[Start of section]

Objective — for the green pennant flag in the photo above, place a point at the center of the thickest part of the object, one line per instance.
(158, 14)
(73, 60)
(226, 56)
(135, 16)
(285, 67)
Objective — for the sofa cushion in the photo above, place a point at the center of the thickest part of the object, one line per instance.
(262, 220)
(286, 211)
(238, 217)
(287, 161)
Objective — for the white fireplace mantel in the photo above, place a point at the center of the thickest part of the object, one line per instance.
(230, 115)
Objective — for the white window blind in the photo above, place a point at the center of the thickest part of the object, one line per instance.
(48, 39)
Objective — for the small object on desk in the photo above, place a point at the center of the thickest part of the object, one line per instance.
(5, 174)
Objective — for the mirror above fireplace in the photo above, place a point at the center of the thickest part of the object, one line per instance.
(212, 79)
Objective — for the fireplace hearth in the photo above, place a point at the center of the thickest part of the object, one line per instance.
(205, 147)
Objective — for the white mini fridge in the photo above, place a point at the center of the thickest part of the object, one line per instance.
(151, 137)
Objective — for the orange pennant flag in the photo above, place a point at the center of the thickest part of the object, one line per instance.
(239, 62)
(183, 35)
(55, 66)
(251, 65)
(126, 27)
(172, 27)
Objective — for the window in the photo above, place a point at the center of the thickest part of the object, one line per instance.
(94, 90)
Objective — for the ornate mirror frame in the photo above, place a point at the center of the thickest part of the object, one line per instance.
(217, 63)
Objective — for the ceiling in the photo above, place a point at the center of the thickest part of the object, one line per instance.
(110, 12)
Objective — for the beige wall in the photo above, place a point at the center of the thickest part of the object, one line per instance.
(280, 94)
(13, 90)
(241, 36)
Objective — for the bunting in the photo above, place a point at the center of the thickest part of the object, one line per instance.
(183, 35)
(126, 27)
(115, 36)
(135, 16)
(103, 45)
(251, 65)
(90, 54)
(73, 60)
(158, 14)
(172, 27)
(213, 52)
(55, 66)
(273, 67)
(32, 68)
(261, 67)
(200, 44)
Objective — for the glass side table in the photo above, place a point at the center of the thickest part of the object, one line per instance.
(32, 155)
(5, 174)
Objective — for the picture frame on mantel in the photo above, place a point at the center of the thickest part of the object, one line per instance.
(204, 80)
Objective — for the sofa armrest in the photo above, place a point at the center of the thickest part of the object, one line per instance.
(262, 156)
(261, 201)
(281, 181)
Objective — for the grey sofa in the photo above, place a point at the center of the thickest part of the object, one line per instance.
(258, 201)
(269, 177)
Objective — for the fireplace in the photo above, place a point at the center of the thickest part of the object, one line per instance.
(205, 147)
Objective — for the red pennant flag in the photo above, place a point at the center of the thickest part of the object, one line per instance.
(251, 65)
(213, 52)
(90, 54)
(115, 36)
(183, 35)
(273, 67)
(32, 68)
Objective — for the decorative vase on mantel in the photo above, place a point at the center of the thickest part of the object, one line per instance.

[End of section]

- _The task_: Everything from the line that contains "Objective — for the sofa armrest" through the end of the records must be duplicated exactly, and nothing outside that range.

- _Solution to this task_:
Objective — for the sofa armrest in the photo above, place a point at the center of the thickest part of the object, one line per instance.
(262, 156)
(261, 201)
(281, 181)
Objective — for the grey sofa in the photo above, place a point at the center of the thickest part of the object, one line per instance.
(258, 201)
(269, 177)
Objective — for the fireplace in the photo above, place a point at the center of the thickest part of the object, one line per instance.
(205, 147)
Objective — for the red pennant flag in the photo above, place a point at the center of the thickest part of the object, one line per instance.
(251, 65)
(213, 52)
(90, 54)
(115, 36)
(183, 35)
(273, 67)
(32, 68)
Objective — for the decorative vase on mantel in the photo above, place a point at the center of the thickest part of the object, one line per instance.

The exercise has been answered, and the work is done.